* START *
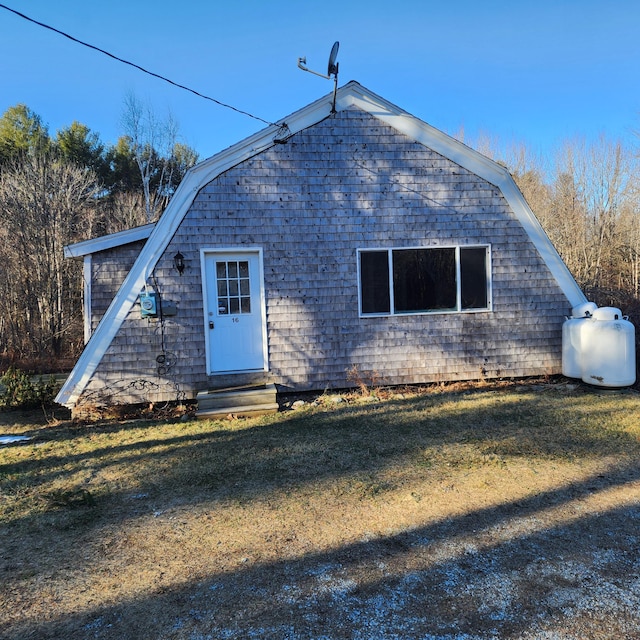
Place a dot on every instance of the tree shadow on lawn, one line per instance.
(221, 461)
(494, 572)
(252, 460)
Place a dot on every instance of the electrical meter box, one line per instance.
(148, 305)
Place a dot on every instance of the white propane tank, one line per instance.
(608, 346)
(571, 349)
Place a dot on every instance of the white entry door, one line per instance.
(234, 312)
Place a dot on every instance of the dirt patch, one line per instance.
(485, 514)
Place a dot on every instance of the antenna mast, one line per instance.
(332, 70)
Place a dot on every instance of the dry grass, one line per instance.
(506, 513)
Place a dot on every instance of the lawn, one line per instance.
(508, 511)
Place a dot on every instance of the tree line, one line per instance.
(63, 188)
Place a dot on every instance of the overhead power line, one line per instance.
(135, 66)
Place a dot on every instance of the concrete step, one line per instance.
(243, 401)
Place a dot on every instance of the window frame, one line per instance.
(458, 309)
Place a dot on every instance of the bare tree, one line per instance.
(44, 204)
(152, 143)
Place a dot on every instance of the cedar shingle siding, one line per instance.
(347, 183)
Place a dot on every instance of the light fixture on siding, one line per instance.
(178, 262)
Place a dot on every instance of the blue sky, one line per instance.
(537, 72)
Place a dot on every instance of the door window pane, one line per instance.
(233, 287)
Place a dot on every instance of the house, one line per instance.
(360, 239)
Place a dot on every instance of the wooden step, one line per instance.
(240, 401)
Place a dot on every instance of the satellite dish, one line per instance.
(332, 68)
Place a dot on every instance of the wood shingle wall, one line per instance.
(347, 183)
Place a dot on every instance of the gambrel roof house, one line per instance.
(356, 239)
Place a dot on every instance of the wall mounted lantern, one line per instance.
(178, 262)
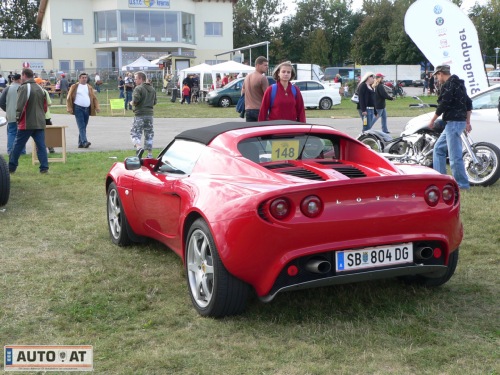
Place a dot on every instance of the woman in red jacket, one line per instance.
(286, 103)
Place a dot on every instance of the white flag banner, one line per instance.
(446, 36)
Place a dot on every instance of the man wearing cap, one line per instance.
(8, 102)
(455, 106)
(30, 115)
(366, 105)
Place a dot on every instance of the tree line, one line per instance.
(331, 33)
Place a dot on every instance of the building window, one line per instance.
(73, 26)
(106, 26)
(213, 28)
(149, 26)
(187, 28)
(79, 65)
(64, 65)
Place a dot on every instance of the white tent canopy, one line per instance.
(230, 67)
(141, 64)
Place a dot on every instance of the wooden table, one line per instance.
(55, 136)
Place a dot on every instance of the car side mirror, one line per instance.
(133, 163)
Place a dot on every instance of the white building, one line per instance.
(108, 34)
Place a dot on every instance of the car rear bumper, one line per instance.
(418, 269)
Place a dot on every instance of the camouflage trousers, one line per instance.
(140, 125)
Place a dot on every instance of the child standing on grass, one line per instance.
(186, 94)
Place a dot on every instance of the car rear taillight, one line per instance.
(280, 208)
(432, 195)
(448, 194)
(311, 206)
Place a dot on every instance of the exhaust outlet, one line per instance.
(318, 265)
(423, 253)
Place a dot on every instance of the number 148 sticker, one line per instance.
(285, 150)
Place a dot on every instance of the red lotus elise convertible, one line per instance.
(279, 206)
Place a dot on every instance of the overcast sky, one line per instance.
(466, 4)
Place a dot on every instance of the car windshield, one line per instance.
(180, 157)
(289, 147)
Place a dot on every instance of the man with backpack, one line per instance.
(283, 100)
(254, 86)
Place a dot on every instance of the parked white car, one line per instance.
(484, 119)
(317, 94)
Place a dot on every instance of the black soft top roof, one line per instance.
(207, 134)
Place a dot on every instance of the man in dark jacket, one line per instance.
(30, 115)
(380, 97)
(143, 100)
(366, 105)
(455, 106)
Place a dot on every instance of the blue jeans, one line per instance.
(370, 119)
(381, 113)
(128, 99)
(82, 120)
(450, 143)
(11, 137)
(22, 138)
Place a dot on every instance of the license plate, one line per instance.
(372, 257)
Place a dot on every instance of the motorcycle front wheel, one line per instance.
(487, 171)
(372, 142)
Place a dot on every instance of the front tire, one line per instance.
(372, 142)
(214, 291)
(487, 172)
(117, 221)
(224, 102)
(4, 182)
(325, 104)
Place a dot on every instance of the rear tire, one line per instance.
(214, 291)
(4, 182)
(488, 172)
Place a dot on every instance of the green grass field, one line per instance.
(63, 282)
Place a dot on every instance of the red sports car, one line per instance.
(281, 206)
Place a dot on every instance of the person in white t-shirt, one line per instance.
(83, 103)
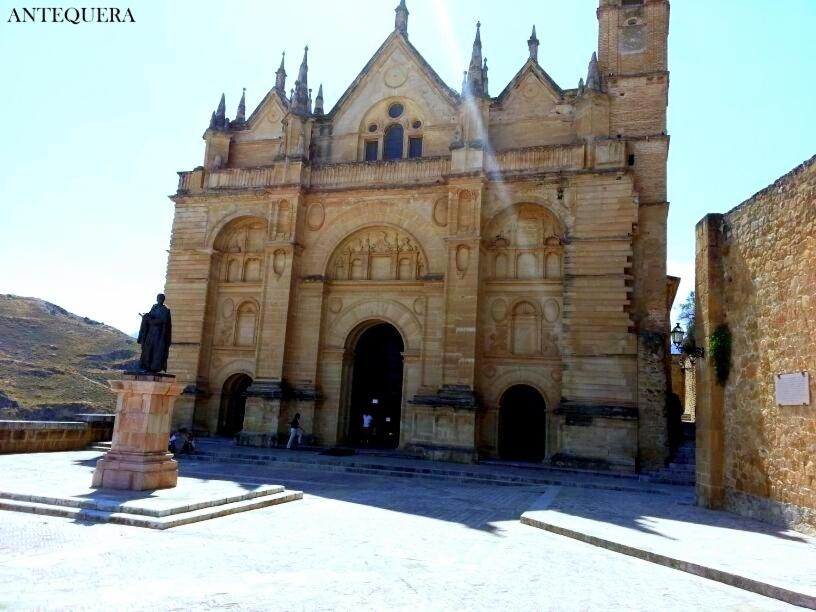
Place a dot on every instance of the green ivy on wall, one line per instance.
(720, 343)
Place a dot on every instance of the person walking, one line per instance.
(365, 436)
(295, 431)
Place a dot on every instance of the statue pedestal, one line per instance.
(138, 459)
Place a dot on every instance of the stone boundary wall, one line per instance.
(756, 272)
(45, 436)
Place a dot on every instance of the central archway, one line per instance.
(376, 386)
(233, 404)
(522, 424)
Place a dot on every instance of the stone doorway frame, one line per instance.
(344, 425)
(544, 417)
(227, 396)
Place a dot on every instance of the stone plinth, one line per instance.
(138, 459)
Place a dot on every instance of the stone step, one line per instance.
(427, 470)
(666, 476)
(102, 505)
(150, 522)
(682, 467)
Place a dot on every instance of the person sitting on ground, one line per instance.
(295, 431)
(189, 444)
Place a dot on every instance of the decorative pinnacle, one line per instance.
(319, 100)
(240, 115)
(593, 74)
(532, 45)
(280, 76)
(401, 19)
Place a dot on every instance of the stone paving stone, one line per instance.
(354, 542)
(720, 545)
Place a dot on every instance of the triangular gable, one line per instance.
(273, 96)
(531, 67)
(395, 37)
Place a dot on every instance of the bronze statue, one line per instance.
(154, 336)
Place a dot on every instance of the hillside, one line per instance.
(54, 364)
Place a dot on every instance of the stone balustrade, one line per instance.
(427, 170)
(41, 436)
(424, 171)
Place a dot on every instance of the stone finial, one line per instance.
(532, 45)
(475, 72)
(593, 74)
(319, 101)
(240, 115)
(280, 76)
(401, 19)
(301, 97)
(219, 119)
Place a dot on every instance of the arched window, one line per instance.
(392, 143)
(245, 324)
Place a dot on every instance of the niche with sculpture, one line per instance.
(524, 243)
(377, 254)
(240, 251)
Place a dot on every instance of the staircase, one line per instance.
(681, 470)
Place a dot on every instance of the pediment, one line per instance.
(531, 87)
(396, 70)
(265, 121)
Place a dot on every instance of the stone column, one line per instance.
(138, 459)
(709, 393)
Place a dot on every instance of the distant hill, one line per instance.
(54, 364)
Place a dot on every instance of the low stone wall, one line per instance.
(44, 436)
(755, 274)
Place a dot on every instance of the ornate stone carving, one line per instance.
(419, 305)
(379, 253)
(552, 311)
(465, 213)
(462, 259)
(498, 310)
(524, 243)
(316, 216)
(242, 243)
(279, 262)
(440, 212)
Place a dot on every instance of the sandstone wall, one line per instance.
(756, 273)
(45, 436)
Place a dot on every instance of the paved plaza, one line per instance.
(354, 542)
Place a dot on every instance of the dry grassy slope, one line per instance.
(54, 364)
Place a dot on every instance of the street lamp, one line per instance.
(691, 353)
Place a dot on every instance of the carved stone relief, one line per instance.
(316, 216)
(382, 254)
(440, 212)
(243, 246)
(524, 243)
(335, 305)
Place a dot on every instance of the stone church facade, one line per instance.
(484, 275)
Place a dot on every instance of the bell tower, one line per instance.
(633, 40)
(633, 70)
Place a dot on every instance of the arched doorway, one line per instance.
(522, 424)
(376, 387)
(233, 404)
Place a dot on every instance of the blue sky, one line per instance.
(99, 117)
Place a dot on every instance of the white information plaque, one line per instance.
(793, 389)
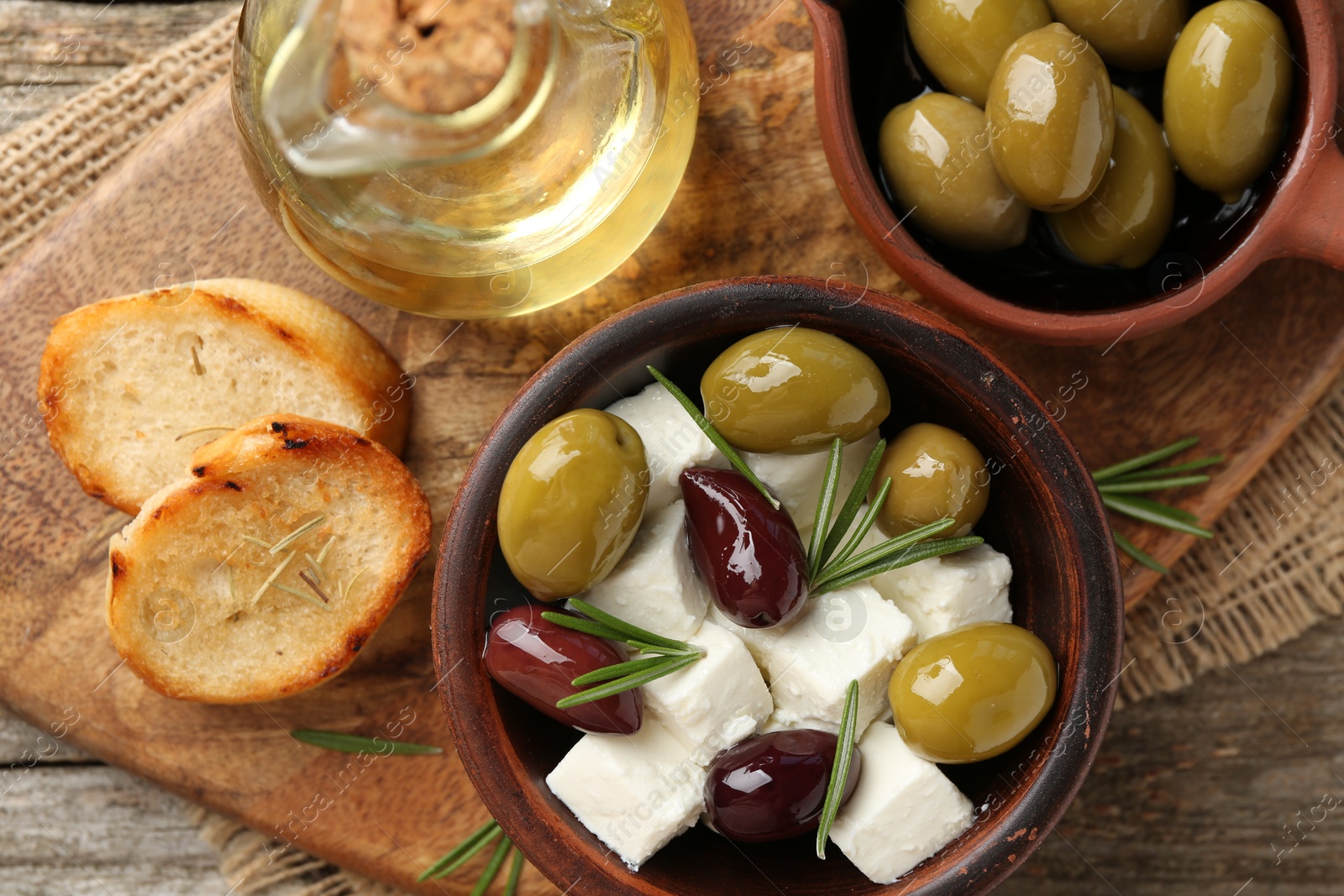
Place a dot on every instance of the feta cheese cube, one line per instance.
* END *
**WHAT THE TASK ASKS**
Write out each line again precisely as it appears, skipping every picture.

**FULL ANSWER**
Place a dot on every instance of the tree shadow on lawn, one line per instance.
(221, 461)
(494, 572)
(252, 460)
Place a dot on every instance of the electrical meter box, one line per instance.
(148, 305)
Place a dot on every instance of the white propane tank, one line per instance.
(608, 346)
(571, 349)
Place a dot on every instance of the white entry door, one line per instance.
(234, 312)
Place a dot on every instance of the dirt patch, one line per instance.
(485, 514)
Place a dot on every instance of the antenna mast, one line per instance.
(332, 70)
Place a dot on every instance of the dry grass, one line per instance.
(506, 513)
Place a dot on every instance of the lawn, one line per instance.
(508, 511)
Place a dot on every instance of the tree line, one line per instance.
(63, 188)
Place a dot on every instance of the overhead power line, one line per instance.
(135, 66)
Place a dot on every instance of the concrete step, one line per instance.
(243, 401)
Place a dot on every instance of the window frame, one line per instance.
(458, 309)
Place a dot on every instance of the bare tree, one line per instance.
(44, 204)
(152, 143)
Place a dot on every instance of the cedar shingle siding, one line per instance.
(347, 183)
Place a dot on every instance of the light fixture on siding, one line per instance.
(178, 262)
Place a dot on every instance of the blue sky, one line per instance.
(537, 72)
Place a dot on every instance of the door window pane, one line per instance.
(233, 287)
Place a dot on every instance of the house, one line per instance.
(360, 239)
Place a dot on every instance of the wooden step, one line per instance.
(240, 401)
Place a dot on every instance of the satellite dish, one line per instance.
(332, 68)
Place a dot on every instance of the wood shingle wall, one line per instance.
(347, 183)
Place a dot on every instance of the gambrel roof house, one line per instance.
(356, 239)
Place a dot on every instance of the wall mounted lantern, one line per instance.
(178, 262)
Place a dot on every instance of the woman in red jacket, one line per instance.
(286, 103)
Place a dot on every instance of the white flag banner, one line per instance.
(446, 36)
Place a dot on every instance of the man wearing cap, one line per instance.
(8, 102)
(455, 106)
(30, 115)
(366, 105)
Place a dot on every instance of the tree line, one line per instance.
(331, 33)
Place a dot on every instance of the building window, one line per instance.
(73, 26)
(106, 26)
(213, 28)
(149, 26)
(187, 28)
(79, 65)
(64, 65)
Place a dot on every instance of the white tent canopy, one line per instance.
(230, 67)
(141, 64)
Place a dot on every instance of the wooden table, one line per instance.
(55, 136)
Place a dot on every instance of the car side mirror, one line per instance.
(133, 163)
Place a dot on every instance of the white building, one line per instance.
(108, 34)
Place a dot on every instance of the car rear bumper, one line per instance.
(418, 269)
Place a dot on every instance of the camouflage trousers, one line per instance.
(140, 125)
Place a dot on every instance of the child standing on grass, one line per instance.
(186, 94)
Place a dot on every instance of the car rear taillight, one line per instance.
(280, 208)
(432, 195)
(448, 194)
(311, 206)
Place a dot on every instance of the exhaust outlet, one line per instance.
(318, 265)
(423, 253)
Place a dot on every instance of the number 148 sticker, one line per instance.
(285, 150)
Place a dot on every instance of the red lotus elise convertible, one line per instance.
(279, 206)
Place a dot on every instance of the overcast sky, one line per instance.
(466, 4)
Place a dot on every instance of the car windshield, one line per instance.
(180, 157)
(289, 147)
Place a dot on every instance of the man with backpack, one line per instance.
(283, 100)
(254, 86)
Place a dot on every instance of the parked white car, one line per instance.
(484, 119)
(317, 94)
Place a dot on every instance of the black soft top roof, one line per instance.
(207, 134)
Place a dot on every instance of the man in dark jacket, one line per instance.
(30, 115)
(380, 97)
(143, 100)
(366, 105)
(455, 106)
Place a dot on every instance of the blue jeans, one line per instance.
(370, 119)
(381, 113)
(128, 99)
(82, 120)
(450, 143)
(11, 137)
(22, 138)
Place a dot on every instance of the license plate, one line per instance.
(372, 257)
Place a dot on every instance of the motorcycle front wheel, one line per instance.
(487, 171)
(372, 142)
Place a dot on every instance of the front tire, one line per instance.
(372, 142)
(214, 291)
(487, 172)
(117, 221)
(224, 102)
(4, 182)
(325, 104)
Place a dot on every instance of the rear tire, one line per instance.
(214, 291)
(4, 182)
(488, 172)
Place a dot on every instance of the green grass field, one line per instance.
(63, 282)
Place a dot on every instance of the red sports car, one line per instance.
(281, 206)
Place a dot on every instance of the person in white t-shirt, one line per instance.
(83, 103)
Place a dot on every instance of the green ivy on wall, one line per instance.
(720, 343)
Place a dot on every instance of the person walking, one line per instance.
(365, 436)
(295, 431)
Place a dot on every instance of the statue pedestal, one line per instance.
(138, 459)
Place a dot on every instance of the stone boundary wall, one line per instance.
(756, 272)
(45, 436)
Place a dot on every instance of the central archway, one line per instance.
(376, 386)
(233, 404)
(522, 424)
Place a dot on every instance of the stone doorway frame, one line per instance.
(344, 425)
(544, 417)
(227, 396)
Place a dot on every instance of the stone plinth, one line per instance.
(138, 459)
Place a dot on every instance of the stone step, one line per instance.
(427, 470)
(666, 476)
(102, 505)
(150, 522)
(682, 467)
Place a dot on every instance of the person sitting on ground, one line per instance.
(295, 431)
(189, 444)
Place a dot on every instance of the decorative pinnacle, one line per instance.
(319, 100)
(240, 115)
(593, 74)
(532, 45)
(280, 76)
(401, 19)
Place a dot on every instance of the stone paving stone, one line per instance.
(354, 542)
(720, 545)
Place a dot on every instance of the triangular gable, one line per instance.
(273, 96)
(531, 67)
(395, 37)
Place a dot on every instance of the bronze statue, one line per instance.
(154, 336)
Place a dot on every instance of the hillside, one line per instance.
(54, 364)
Place a dot on every instance of the stone balustrade, one line per instance.
(427, 170)
(41, 436)
(424, 171)
Place a dot on every instance of the stone finial, one line per instance.
(532, 45)
(475, 72)
(593, 74)
(319, 101)
(240, 115)
(280, 76)
(401, 19)
(301, 97)
(219, 119)
Place a dot on every instance of the arched window, one line per instance.
(392, 143)
(245, 324)
Place a dot on every instance of the niche with sculpture, one line per instance.
(524, 243)
(377, 254)
(240, 251)
Place a dot on every instance of the staircase, one line per instance.
(681, 470)
Place a dot on every instance of the pediment, one line per instance.
(531, 87)
(396, 70)
(265, 121)
Place a dot on every instance of the stone column, one line per instance.
(138, 459)
(709, 393)
Place a dot on every instance of the distant hill, one line per instance.
(54, 364)
Place a dot on every instance of the low stone wall, one line per instance.
(44, 436)
(755, 274)
Place a dot on every instance of the ornate stone carving, one line per instance.
(419, 305)
(379, 253)
(552, 311)
(465, 213)
(462, 259)
(498, 310)
(524, 243)
(316, 216)
(242, 243)
(279, 262)
(440, 212)
Place a dot on every instance of the sandstone wall, one line per instance.
(756, 273)
(45, 436)
Place a dot on every instance of the paved plaza, one line per instance.
(354, 542)
Place a dot on every instance of the dry grassy slope, one line per instance.
(54, 364)
Place a dot on every instance of the street lamp, one line per instance.
(691, 353)
Place a dot on every instance of the carved stone relief, one line per instance.
(316, 216)
(382, 254)
(440, 212)
(243, 246)
(524, 243)
(335, 305)
Place a dot on every instance of the stone church facade, one line per instance.
(484, 275)
Place a dot on every instance of the bell tower, one line per instance.
(633, 40)
(633, 70)
Place a dot on every instance of the arched doorway, one line per instance.
(522, 424)
(376, 387)
(233, 404)
Place a dot on every instance of the blue sky, one line per instance.
(99, 117)
Place a dot on every instance of the white information plaque, one line per instance.
(793, 389)
Place a dot on every instance of the feta cheese cube, one line per instance.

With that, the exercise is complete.